▸ What the exercise asks: Could you render the data below as a Markdown table with the columns Row and Line? Start at the first line of the data, end with the line containing "x=32, y=209", include both of those lines, and leave out any blank lines.
— begin Source material —
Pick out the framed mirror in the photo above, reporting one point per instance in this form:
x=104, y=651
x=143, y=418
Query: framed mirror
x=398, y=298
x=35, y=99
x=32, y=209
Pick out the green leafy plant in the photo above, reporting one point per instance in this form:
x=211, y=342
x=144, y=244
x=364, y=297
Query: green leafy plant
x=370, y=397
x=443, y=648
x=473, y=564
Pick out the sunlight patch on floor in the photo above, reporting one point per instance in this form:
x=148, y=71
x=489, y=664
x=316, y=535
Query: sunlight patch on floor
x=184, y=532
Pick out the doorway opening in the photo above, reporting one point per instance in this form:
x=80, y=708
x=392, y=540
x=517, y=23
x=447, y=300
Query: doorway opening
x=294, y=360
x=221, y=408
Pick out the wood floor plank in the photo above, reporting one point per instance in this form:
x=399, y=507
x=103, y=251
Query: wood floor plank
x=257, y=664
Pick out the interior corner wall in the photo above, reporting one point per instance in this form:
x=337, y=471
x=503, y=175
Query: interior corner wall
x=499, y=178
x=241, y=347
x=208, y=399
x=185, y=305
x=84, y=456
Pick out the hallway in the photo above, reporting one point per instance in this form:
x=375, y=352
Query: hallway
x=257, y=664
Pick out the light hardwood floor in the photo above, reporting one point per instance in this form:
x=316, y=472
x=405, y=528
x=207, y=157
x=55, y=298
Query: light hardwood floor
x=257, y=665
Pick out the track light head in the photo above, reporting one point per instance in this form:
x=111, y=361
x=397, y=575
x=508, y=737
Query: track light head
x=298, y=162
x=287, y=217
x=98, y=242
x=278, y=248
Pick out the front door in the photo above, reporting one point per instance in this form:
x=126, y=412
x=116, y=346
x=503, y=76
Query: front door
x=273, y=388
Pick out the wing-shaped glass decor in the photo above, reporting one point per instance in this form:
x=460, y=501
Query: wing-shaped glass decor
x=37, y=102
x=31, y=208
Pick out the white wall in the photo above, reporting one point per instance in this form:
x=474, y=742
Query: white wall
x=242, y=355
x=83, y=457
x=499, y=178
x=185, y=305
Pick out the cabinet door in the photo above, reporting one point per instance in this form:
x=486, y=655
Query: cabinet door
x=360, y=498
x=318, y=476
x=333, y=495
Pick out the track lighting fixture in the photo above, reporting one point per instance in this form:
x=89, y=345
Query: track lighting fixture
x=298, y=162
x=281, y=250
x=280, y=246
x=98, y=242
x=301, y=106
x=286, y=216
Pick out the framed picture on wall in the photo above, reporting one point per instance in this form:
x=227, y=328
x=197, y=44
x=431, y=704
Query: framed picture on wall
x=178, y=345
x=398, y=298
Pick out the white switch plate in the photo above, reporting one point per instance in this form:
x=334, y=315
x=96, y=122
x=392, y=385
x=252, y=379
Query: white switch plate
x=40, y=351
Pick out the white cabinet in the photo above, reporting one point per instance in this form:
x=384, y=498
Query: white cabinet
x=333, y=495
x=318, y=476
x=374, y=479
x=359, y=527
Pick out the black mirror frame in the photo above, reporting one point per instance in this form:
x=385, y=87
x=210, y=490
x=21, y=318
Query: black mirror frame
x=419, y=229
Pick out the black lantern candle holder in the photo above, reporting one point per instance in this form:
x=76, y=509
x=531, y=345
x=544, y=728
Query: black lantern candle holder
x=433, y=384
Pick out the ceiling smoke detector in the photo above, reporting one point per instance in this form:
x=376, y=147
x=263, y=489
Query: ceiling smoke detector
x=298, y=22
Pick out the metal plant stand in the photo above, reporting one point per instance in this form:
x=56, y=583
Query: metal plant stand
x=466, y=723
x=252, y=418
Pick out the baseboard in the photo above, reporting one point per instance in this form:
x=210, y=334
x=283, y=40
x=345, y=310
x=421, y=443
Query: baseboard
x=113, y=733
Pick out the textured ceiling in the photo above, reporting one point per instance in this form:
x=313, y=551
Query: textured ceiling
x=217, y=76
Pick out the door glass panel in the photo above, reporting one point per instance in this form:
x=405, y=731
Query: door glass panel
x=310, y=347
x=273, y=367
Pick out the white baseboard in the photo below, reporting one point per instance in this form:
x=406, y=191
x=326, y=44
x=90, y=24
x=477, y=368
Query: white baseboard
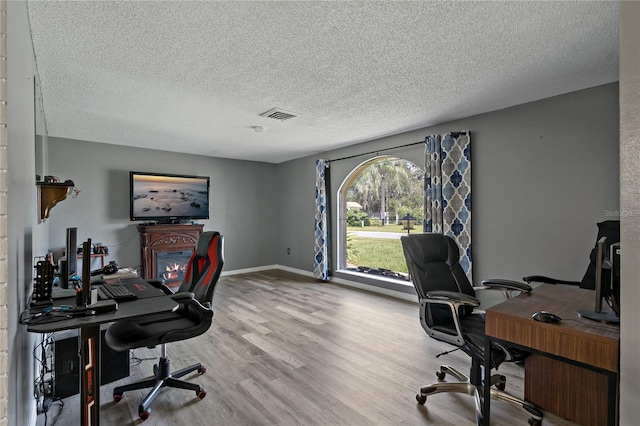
— end Source material —
▸ Full answer:
| Row | Line |
|---|---|
| 1 | Pick out the framed mirror in the photo above, reporting one point per instance in this form: |
| 2 | x=104, y=651 |
| 3 | x=143, y=418 |
| 4 | Query: framed mirror |
| 5 | x=398, y=298 |
| 6 | x=35, y=99 |
| 7 | x=32, y=209 |